**Instruction:**
Select every line below that contains the word "tasseled". Letter case counts.

--- Start of Exercise data ---

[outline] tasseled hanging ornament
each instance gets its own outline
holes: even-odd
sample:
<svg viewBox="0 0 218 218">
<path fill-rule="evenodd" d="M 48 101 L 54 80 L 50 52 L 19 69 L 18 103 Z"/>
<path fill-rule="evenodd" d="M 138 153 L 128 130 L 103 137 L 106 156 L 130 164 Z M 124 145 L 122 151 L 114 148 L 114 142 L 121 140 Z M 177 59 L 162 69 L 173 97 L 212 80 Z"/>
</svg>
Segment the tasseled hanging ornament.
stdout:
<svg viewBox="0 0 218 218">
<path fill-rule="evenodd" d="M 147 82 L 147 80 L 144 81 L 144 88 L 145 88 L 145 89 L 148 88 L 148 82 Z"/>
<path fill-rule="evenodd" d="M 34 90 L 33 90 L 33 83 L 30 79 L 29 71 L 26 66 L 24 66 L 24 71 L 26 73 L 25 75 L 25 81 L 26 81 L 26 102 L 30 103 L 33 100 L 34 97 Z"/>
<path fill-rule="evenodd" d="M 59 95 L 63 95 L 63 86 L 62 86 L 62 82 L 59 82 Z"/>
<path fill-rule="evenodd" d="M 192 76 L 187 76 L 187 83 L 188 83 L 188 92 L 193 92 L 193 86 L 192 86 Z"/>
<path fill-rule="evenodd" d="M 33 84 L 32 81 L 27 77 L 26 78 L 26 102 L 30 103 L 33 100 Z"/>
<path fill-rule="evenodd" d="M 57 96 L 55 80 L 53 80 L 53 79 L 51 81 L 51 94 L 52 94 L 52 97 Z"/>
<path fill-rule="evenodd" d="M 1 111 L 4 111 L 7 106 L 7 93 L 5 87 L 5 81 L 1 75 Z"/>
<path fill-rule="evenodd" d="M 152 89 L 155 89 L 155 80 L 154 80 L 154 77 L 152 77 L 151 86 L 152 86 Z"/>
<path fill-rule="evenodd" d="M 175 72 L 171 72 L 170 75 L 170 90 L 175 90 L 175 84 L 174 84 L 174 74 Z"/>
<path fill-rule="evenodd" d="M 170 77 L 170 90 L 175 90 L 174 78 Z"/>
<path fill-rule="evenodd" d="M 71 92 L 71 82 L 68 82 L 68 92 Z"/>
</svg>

--- End of Exercise data ---
--- Start of Exercise data ---

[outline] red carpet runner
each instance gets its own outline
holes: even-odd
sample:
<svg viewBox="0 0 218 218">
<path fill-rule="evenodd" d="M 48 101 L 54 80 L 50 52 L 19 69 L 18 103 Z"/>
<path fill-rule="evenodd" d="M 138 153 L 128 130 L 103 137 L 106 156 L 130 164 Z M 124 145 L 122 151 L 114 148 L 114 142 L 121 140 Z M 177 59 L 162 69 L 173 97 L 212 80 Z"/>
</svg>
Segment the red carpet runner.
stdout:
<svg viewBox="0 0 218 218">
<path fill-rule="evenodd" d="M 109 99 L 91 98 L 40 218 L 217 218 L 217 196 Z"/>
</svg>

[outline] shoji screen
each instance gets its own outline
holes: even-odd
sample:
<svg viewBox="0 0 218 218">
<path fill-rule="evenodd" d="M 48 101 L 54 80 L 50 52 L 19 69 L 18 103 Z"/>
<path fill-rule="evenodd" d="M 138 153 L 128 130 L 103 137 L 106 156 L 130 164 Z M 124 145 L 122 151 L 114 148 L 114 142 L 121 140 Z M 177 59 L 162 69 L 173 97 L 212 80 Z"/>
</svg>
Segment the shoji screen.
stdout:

--- End of Exercise data ---
--- Start of Exercise data ---

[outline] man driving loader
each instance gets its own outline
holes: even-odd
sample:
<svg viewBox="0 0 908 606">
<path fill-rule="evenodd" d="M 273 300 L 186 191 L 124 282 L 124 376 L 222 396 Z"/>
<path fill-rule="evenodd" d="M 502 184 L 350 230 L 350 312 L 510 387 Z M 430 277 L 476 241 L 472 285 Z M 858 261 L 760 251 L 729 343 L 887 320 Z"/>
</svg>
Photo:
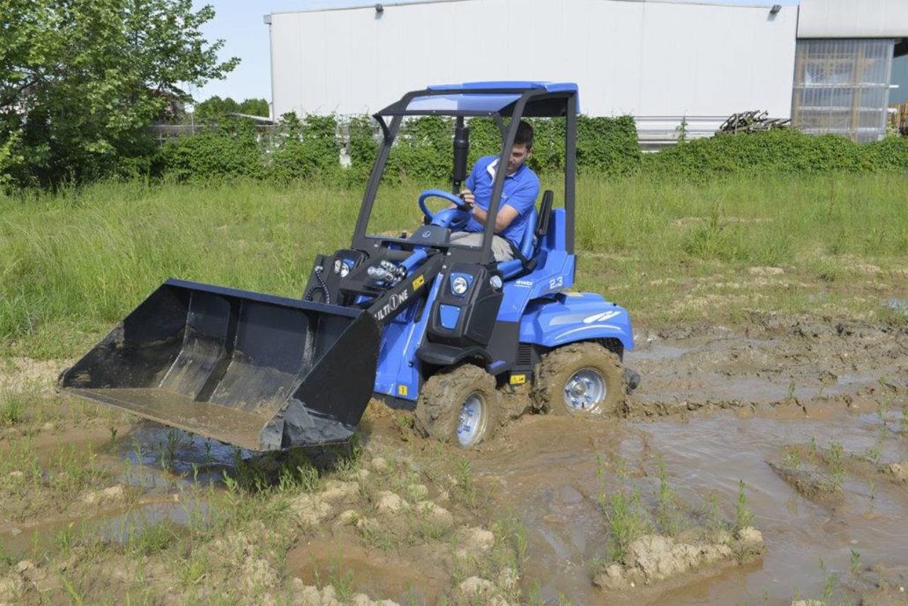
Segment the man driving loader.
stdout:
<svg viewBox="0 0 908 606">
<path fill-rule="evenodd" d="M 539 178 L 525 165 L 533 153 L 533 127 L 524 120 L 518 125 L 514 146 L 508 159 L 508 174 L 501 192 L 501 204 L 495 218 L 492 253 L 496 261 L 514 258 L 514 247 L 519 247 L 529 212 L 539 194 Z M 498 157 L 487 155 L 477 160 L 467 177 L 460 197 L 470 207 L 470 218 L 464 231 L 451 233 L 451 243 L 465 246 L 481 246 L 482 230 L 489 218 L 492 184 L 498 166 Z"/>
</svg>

--- End of Exercise data ---

**Full answer:**
[outline] tasseled hanging ornament
Segment the tasseled hanging ornament.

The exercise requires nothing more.